=== PAGE EXCERPT ===

1. Is your content searchable?
If your website was written from scratch then it’s likely that you don’t have a search. People expect that function and you should give it to them. There are some modules you can add to static sites, but your best bet is migrating to a content management system where searching is a built-in function. This is especially important if you have lots of, or complex content.
2. How often do you update your website?
I can’t tell you how many times I ask this question only to hear “never”. Believe it or not, people want to hear what your business is doing, so tell them! Beyond just informing your customers that you are alive and your business is busy doing things, search engines will love you if your content changes regularly. The more it changes the more they’re forced to come back because it’s in their best interest to stay current also. If your content never changes, your site will invariably be ranked lower than some with frequently updated content. There are numerous ways to keep your content fresh and we will discuss some in the next installment. Suffice it to say that if you are never updating your site then you are probably getting very few repeat visitors and your search engine rank is very low.
3. How do you let people know about the updates?
Supposing you are actually updating your site, the next challenge is to figure out how to let people know. This is another topic of discussion for the next installment, but in short, you need to let people know on your site that content has been updated (cross-linking and self promotion) and externally that content has changed via other outlets like social media, partner sites and blogs and more. Some changes like adding inventory is not as critical as other updates like press releases but the objective for all of them is to drive new and repeat traffic to your site.
4. Was your content ported from your company’s printed marketing materials to the web?
Web design is different from print design and unless a person with web experience made the translation, your web content might not be up to par. It is common for companies to take pamphlets, flyers, newsletters and other print media and try to convert the content word for word to their websites. This is bad practice. What you can do is take the ideas and concepts that you are writing about as well as the overall design theme and build your website around this, but just copying and pasting is not advisable. Content for web needs to be written slightly differently and most certainly formatted differently in order for it to make sense.
5. Are you advertising other people’s stuff on your website (i.e. do you have banner or other ads on your site)?
We will start with the one exception to this. If you are running a website whose entire existence is to generate ad revenue through traffic then clearly you need ads for other people’s things on your site. However, if you are a standard business or a corporation and you have banner ads on your site then you need to print up all of those ads and paste them on your building or storefront for everyone to see because that’s all you’re doing on your website. The people that design these ads are building them to attract people to their sites. If they go to their site then guess what, they’re no longer on yours. The $.05 generated by the click is probably not enough to offset the cost of a lost customer. Stop advertising for other people.

=== SUPPLIED ENTRIES ===

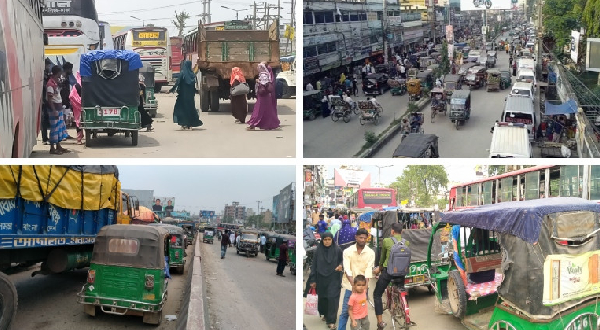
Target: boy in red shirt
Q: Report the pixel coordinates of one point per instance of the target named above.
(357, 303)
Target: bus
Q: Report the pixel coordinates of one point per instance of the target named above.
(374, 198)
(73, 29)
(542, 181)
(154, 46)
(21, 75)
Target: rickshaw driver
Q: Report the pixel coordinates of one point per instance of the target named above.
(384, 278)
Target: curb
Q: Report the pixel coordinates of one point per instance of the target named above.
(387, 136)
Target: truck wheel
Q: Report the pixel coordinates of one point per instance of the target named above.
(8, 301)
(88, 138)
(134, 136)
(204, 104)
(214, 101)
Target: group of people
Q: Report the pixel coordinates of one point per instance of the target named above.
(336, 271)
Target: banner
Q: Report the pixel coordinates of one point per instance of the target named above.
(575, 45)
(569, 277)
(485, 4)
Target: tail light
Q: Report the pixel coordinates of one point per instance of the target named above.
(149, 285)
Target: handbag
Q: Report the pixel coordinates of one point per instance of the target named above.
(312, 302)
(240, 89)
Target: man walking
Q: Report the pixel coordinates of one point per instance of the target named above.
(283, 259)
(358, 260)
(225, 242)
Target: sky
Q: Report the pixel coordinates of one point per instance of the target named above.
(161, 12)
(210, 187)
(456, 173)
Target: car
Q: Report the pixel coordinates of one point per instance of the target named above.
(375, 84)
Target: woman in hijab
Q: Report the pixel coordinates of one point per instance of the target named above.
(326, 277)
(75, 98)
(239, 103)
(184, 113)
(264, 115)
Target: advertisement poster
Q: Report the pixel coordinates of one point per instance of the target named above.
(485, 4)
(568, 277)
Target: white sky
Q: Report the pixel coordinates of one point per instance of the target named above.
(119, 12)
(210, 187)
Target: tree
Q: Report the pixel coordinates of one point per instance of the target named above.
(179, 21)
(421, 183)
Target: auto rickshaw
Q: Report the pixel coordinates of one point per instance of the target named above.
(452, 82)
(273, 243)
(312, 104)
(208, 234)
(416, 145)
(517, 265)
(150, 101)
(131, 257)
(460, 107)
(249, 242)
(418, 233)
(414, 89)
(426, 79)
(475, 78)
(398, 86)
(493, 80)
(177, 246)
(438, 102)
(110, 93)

===

(LIST OF TASKS):
A. Translate this sentence from the website content excerpt into Spanish: "People expect that function and you should give it to them."
B. Identify every line of the records that contains the word "rickshaw", treating uppercase and lowercase as different.

(COMPLETE ANSWERS):
A. La gente espera esa función y usted debería ofrecérsela.

B.
Target: rickshaw driver
Target: auto rickshaw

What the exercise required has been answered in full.